Extract each line of the data below that contains the string "window". Case counts, so a form with different capitalization does not match.

AVAILABLE DATA:

↓↓↓

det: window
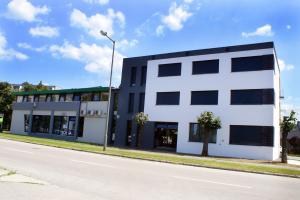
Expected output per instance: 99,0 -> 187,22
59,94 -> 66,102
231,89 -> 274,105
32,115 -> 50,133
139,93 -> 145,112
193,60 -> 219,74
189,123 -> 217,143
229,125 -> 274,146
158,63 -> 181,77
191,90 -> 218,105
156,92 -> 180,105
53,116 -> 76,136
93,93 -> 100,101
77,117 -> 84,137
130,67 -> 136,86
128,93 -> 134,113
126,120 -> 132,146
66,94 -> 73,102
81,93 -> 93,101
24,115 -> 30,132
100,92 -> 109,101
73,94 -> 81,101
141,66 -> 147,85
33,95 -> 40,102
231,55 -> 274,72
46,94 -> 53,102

↑↑↑
↓↓↓

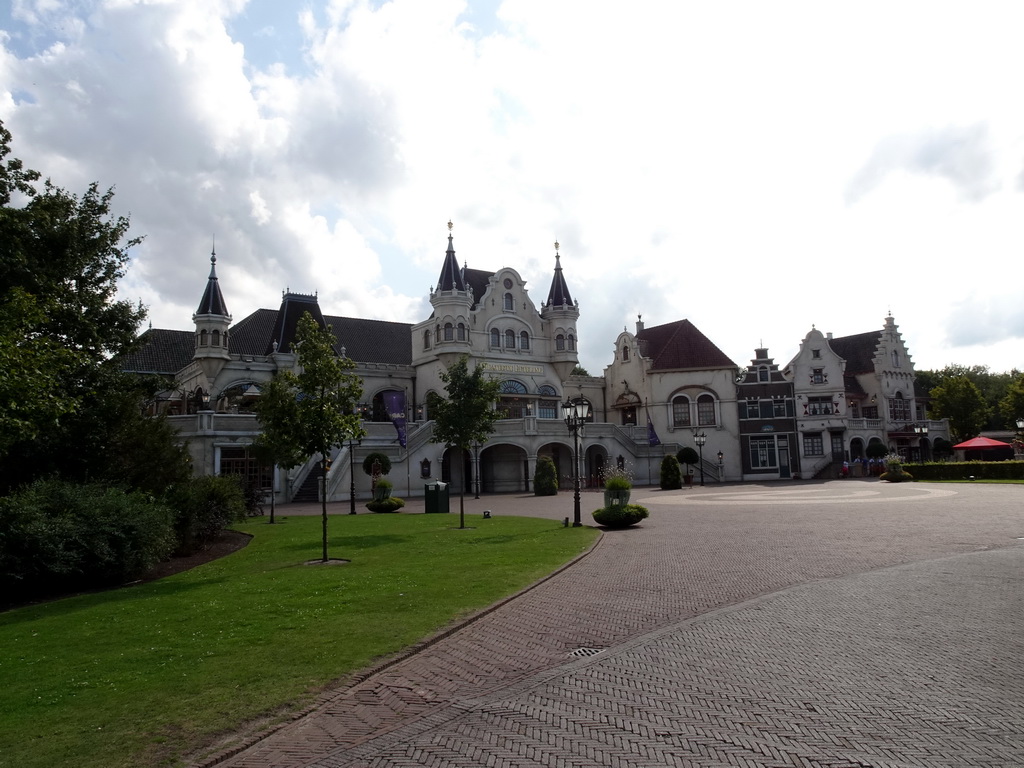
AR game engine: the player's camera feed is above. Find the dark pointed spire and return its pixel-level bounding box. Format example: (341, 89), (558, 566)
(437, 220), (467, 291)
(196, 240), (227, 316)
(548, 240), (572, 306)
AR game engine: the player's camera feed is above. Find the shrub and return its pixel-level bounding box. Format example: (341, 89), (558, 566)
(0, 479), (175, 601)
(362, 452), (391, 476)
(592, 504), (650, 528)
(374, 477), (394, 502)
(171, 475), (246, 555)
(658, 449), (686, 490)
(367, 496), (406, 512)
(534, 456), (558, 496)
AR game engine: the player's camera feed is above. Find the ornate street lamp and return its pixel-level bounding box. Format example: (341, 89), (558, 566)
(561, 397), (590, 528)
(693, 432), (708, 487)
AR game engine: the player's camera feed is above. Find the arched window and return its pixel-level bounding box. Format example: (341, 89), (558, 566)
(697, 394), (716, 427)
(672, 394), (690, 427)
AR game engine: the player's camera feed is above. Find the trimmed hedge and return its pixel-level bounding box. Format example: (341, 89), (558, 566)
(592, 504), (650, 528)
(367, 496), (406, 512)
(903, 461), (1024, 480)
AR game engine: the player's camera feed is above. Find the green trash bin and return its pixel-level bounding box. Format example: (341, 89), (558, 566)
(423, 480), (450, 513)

↑↑↑
↓↓↓

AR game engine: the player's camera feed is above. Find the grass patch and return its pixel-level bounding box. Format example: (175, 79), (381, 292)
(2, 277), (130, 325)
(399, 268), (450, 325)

↑↑↑

REPLY TO THE TASK:
det: window
AR game engine: the player's camera feed is above. Find the arched window and return its pixel-level bounding box. Format example: (341, 89), (558, 566)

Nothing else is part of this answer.